***** EXTRACT PROVIDED *****

Fluxes of carbon and nutrients to the Iceland Sea surface layer and inferred primary productivity and stoichiometry
- 1Uni Research Climate, Bergen, Norway
- 2Norwegian Institute for Water Research (NIVA), Bergen, Norway
- 3Geophysical Institute, University of Bergen, Bergen, Norway
- 4Norwegian Environment Agency, Oslo, Norway
- 5Marine Research Institute, Reykjavik, Iceland
- 6Institute of Earth Sciences, University of Iceland, Reykjavik, Iceland
Abstract. This study evaluates long-term mean fluxes of carbon and nutrients to the upper 100 m of the Iceland Sea. The study utilises hydro-chemical data from the Iceland Sea time series station (68.00° N, 12.67° W), for the years between 1993 and 2006. By comparing data of dissolved inorganic carbon (DIC) and nutrients in the surface layer (upper 100 m), and a sub-surface layer (100–200 m), we calculate monthly deficits in the surface, and use these to deduce the long-term mean surface layer fluxes that affect the deficits: vertical mixing, horizontal advection, air–sea exchange, and biological activity. The deficits show a clear seasonality with a minimum in winter, when the mixed layer is at the deepest, and a maximum in early autumn, when biological uptake has removed much of the nutrients. The annual vertical fluxes of DIC and nitrate amounts to 2.9 ± 0.5 and 0.45 ± 0.09 mol m−2 yr−1, respectively, and the annual air–sea uptake of atmospheric CO2 is 4.4 ± 1.1 mol C m−2 yr−1. The biologically driven changes in DIC during the year relates to net community production (NCP), and the net annual NCP corresponds to export production, and is here calculated as 7.3 ± 1.0 mol C m−2 yr−1. The typical, median C : N ratio during the period of net community uptake is 9.0, and clearly higher than the Redfield ratio, but is varying during the season.

*****

** ACTION ITEM **
For each statement, decide whether it agrees with the Iceland Sea abstract, answering yes or no and quoting the abstract's deciding words. 1. The time series data span 1993 to 2006. 2. The surface deficits peak in winter. 3. The median C : N ratio during net community uptake falls below the Redfield ratio.

***** DATASET *****

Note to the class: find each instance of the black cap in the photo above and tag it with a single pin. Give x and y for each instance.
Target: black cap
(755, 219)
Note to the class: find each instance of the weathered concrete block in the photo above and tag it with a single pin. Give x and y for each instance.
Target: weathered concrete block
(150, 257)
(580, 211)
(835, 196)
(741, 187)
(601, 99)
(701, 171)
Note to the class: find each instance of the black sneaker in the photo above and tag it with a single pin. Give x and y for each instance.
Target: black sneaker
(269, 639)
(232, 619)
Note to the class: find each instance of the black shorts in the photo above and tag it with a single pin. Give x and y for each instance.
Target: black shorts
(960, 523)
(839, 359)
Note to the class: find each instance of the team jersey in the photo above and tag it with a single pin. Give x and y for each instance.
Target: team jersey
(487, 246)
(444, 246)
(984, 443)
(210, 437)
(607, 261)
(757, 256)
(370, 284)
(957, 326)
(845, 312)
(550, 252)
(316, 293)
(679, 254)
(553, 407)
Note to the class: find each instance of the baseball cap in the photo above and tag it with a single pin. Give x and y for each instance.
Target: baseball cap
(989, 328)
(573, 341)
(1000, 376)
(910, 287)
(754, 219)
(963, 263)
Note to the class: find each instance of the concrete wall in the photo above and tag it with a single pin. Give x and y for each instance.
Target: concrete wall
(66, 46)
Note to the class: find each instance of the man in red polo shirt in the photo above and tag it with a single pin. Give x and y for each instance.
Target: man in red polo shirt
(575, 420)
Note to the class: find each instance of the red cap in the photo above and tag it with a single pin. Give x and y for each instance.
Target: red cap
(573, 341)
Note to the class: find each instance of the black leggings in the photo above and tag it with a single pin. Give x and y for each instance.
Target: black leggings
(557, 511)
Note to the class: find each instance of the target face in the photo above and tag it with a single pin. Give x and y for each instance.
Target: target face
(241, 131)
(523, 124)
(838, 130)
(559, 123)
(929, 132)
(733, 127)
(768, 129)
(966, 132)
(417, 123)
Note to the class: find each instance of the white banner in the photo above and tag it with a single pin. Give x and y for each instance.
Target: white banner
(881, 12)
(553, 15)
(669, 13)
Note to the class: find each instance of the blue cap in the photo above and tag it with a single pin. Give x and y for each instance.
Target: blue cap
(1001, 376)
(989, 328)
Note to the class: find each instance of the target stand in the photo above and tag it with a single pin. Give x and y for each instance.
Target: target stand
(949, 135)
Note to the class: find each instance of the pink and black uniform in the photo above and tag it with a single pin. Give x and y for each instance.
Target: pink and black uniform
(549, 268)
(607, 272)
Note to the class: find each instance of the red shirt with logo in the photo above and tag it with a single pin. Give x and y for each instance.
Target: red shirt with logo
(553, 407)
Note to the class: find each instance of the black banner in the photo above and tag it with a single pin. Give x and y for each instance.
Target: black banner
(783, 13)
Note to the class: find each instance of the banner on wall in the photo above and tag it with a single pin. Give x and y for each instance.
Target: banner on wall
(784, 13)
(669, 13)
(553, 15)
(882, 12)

*****

** SOLUTION FOR THIS PROBLEM **
1. Yes: "for the years between 1993 and 2006"
2. No: "a minimum in winter, when the mixed layer is at the deepest, and a maximum in early autumn"
3. No: "clearly higher than the Redfield ratio"